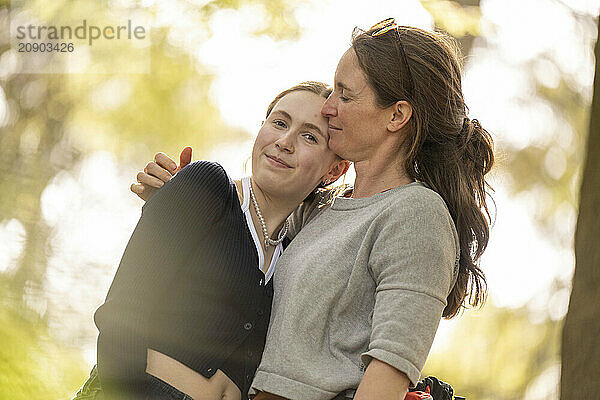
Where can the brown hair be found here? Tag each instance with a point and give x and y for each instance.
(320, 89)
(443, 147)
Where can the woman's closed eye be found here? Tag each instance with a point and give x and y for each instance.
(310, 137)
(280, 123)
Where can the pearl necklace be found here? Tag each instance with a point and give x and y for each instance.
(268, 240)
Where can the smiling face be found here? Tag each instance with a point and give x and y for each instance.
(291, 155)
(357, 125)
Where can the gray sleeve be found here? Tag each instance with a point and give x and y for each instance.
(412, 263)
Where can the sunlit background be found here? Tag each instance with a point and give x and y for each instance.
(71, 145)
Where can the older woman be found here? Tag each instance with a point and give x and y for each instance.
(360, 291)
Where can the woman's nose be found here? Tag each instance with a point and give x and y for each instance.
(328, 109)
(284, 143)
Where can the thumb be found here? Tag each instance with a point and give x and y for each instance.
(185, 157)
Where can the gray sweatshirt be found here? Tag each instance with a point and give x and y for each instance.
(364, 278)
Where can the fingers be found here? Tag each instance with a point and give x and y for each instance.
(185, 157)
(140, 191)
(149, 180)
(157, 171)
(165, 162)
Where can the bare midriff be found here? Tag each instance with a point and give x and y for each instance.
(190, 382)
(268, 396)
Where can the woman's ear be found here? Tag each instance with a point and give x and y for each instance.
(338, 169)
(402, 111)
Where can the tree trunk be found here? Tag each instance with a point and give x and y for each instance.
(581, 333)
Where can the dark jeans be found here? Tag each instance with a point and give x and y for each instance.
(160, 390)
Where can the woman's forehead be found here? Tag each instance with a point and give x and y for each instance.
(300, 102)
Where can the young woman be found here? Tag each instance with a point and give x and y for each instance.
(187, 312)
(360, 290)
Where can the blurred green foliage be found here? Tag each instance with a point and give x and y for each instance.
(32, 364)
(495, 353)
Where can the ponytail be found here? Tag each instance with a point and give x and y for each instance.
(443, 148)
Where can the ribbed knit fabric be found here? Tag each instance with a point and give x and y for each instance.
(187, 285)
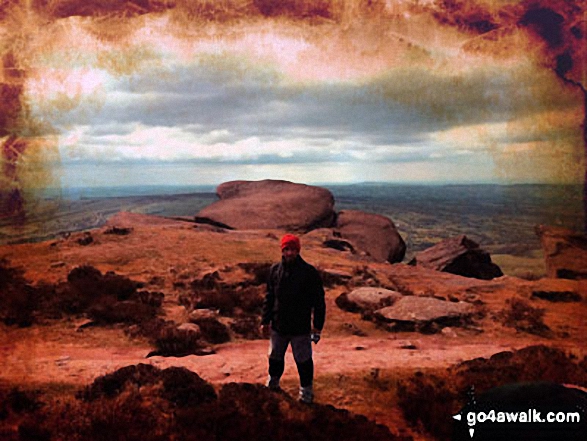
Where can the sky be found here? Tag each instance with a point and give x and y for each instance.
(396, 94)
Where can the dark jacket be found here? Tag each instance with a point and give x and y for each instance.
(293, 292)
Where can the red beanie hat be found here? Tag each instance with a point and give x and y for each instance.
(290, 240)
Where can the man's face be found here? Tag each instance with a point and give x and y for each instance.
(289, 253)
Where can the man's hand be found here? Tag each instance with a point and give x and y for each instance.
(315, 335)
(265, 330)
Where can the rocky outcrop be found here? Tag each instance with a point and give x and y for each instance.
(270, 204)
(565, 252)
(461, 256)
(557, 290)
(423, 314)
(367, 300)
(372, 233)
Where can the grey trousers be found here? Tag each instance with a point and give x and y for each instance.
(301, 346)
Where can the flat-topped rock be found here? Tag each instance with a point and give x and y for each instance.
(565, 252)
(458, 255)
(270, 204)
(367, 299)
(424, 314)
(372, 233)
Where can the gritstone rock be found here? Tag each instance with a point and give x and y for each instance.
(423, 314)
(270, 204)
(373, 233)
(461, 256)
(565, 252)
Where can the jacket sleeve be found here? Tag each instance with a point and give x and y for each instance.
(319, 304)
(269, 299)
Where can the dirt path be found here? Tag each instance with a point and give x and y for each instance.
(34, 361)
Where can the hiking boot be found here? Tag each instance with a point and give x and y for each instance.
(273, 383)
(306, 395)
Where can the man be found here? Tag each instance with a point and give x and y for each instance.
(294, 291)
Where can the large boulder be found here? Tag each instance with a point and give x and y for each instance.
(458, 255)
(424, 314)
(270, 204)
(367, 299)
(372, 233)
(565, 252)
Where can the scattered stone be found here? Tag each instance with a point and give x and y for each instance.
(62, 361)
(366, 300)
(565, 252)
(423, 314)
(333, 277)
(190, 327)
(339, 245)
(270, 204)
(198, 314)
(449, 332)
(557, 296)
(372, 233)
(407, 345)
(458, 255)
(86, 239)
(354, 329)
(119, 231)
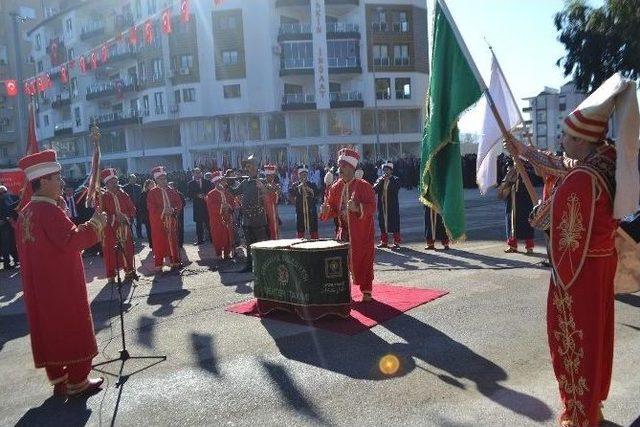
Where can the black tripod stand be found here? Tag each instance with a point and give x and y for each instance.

_REQUIRED WORK_. The records above must be returned exactly, with each picture omitted.

_WRITTEN ANSWER_.
Where can the brown hair be found here? Tag each instance with a point and give x and y for each instance.
(320, 89)
(443, 147)
Where can the woman's closed eye be found here? Tag each instance with a point and give x and y for each instance.
(310, 137)
(280, 123)
Where can the pearl necklace be found here? Tag each instance with a point and give x and y for each instance.
(268, 240)
Where can the smiling face be found here? Tag each instance with a point and give x and y for each instance.
(291, 155)
(357, 125)
Where can the gray sleeve be found here? Tag each instance with a point and give x and y for each instance.
(412, 263)
Where can the sunlit background be found here? Tag each instance with a point and give x and y for each instance.
(71, 145)
Where can the older woman be found here? Tag each instance with a point and give x and y for each instance.
(360, 291)
Where can the woman's nose be found here? Tag each instance with a point and give x and y for each instance.
(328, 109)
(284, 143)
Where can the thumb be found here? Tag each instance with a point and give x and y for each instance.
(185, 157)
Where can the gray sweatshirt be found here? Tag each instance with a point and give x and y for each instance.
(364, 278)
Where can the fingers be found here? Tag each instance with a point and give x and y for each instance.
(185, 157)
(140, 191)
(149, 180)
(157, 171)
(165, 162)
Where can the bare midriff be found here? Tag each instance with a point and give x and y for each instance.
(190, 382)
(268, 396)
Where can the woman's ear be found here? Tag each instance with a point and give x and y for each instance.
(338, 169)
(402, 111)
Where can the tree trunk be found here? Tag each instance with a point and give x and y for each instance.
(581, 333)
Where can the dark jeans be found here? Tag each instance with a point and give x and y for each instance.
(160, 390)
Where can the woman's forehead be found here? Tag each instance with a point and give x and y for each instance.
(300, 102)
Where can the young woman be found here? Tag each instance with a point and give x and y for each instance.
(187, 312)
(360, 290)
Where can the blurred green foliage be found here? Tag each instance with a point and give x and y for each instance.
(32, 364)
(495, 353)
Where can the ponytail be found here? Tag each instance with a point and give x and y for each instance.
(443, 148)
Where can the ribbed knit fabric be found here? Tag each instance with a point and give x and y for each instance.
(187, 285)
Where can the sky be found here? Tag each instance with a point and give x and y for each instance.
(396, 94)
Where can the dark jacket be found here? Tag each instance with a point and give x and y for each instance.
(293, 292)
Where can the red beanie hat be found here? Tag each instance with a point and give x and y for each instance.
(290, 240)
Where can the man's face be found here? Tag each instance with a point and give x and y for each instance.
(289, 253)
Where can the man's hand be found here? Tag each instance with a point and give x and y for each instance.
(315, 335)
(265, 330)
Where can the rocky outcrop be found here? Tag each instance with a point and give x and y for each instance.
(270, 204)
(565, 252)
(461, 256)
(557, 290)
(423, 314)
(367, 300)
(372, 233)
Where can the grey trousers be found here? Tag each instance with a point and give x and y for each instance.
(301, 346)
Where can the flat-topped rock be found here? Tag each instance with a point and give x and y for each instance.
(565, 252)
(458, 255)
(270, 204)
(367, 299)
(424, 314)
(372, 233)
Where can the gritstone rock be found here? Tag each instance with a point and give x and y for each instance.
(423, 314)
(270, 204)
(373, 233)
(461, 256)
(565, 252)
Where can the jacket sleeve be found here? Tag each instance with a point and give x and y for each instance.
(319, 304)
(269, 299)
Where can the dirt path be found here? Tag each instance with a point and give x and y for each instance.
(34, 361)
Where can the hiking boot be found here? Tag each instance with a point and give x and y for each instance.
(273, 383)
(306, 395)
Where can the man be found here? Tag each instance with a point and give x and y for each instance.
(294, 291)
Where can the large boulder be found here? Tag each instance with a point and give x and y for each instance.
(458, 255)
(424, 314)
(270, 204)
(367, 299)
(372, 233)
(565, 252)
Where can the scattered stone be found here? Tag each instance with a point and give x and y for each instance.
(62, 361)
(366, 300)
(565, 252)
(423, 314)
(333, 277)
(190, 327)
(339, 245)
(270, 204)
(198, 314)
(449, 332)
(557, 296)
(372, 233)
(407, 345)
(458, 255)
(86, 239)
(354, 329)
(119, 231)
Where can the black tripod stand be found here? Tag each instance with a point and give x and y for each instance.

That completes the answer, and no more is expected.